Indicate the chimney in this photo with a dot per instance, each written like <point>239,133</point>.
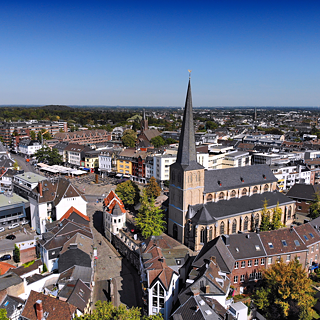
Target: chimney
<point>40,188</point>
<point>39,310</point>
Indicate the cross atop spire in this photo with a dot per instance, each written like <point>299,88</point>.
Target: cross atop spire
+++
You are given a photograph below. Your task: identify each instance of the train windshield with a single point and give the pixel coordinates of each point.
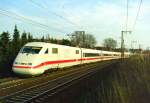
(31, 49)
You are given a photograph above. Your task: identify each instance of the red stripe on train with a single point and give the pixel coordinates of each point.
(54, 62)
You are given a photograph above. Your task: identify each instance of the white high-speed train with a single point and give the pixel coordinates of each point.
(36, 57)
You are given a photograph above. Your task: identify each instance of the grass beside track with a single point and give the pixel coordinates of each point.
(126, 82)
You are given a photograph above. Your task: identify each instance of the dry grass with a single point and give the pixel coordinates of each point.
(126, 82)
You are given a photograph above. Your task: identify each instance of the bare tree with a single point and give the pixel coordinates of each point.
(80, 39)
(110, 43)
+++
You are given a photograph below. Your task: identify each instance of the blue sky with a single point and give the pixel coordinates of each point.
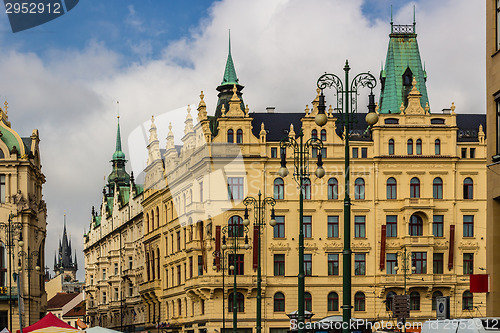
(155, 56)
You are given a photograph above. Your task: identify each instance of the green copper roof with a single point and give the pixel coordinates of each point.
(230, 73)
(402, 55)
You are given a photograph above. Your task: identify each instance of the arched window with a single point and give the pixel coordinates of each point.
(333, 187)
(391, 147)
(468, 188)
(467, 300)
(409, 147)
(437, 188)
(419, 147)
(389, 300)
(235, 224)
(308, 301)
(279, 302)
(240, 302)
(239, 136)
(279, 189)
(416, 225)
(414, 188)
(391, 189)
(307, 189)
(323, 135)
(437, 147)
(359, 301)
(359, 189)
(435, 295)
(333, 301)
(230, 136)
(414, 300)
+++
**Task**
Filter the records above for lines containing the word "written", and copy those lines.

**Exercise output**
Indicate the chimney in this photo with a dot per instance, each written like <point>239,133</point>.
Indicate the cross atop spire in this photo with a dot per instance, each written like <point>299,88</point>.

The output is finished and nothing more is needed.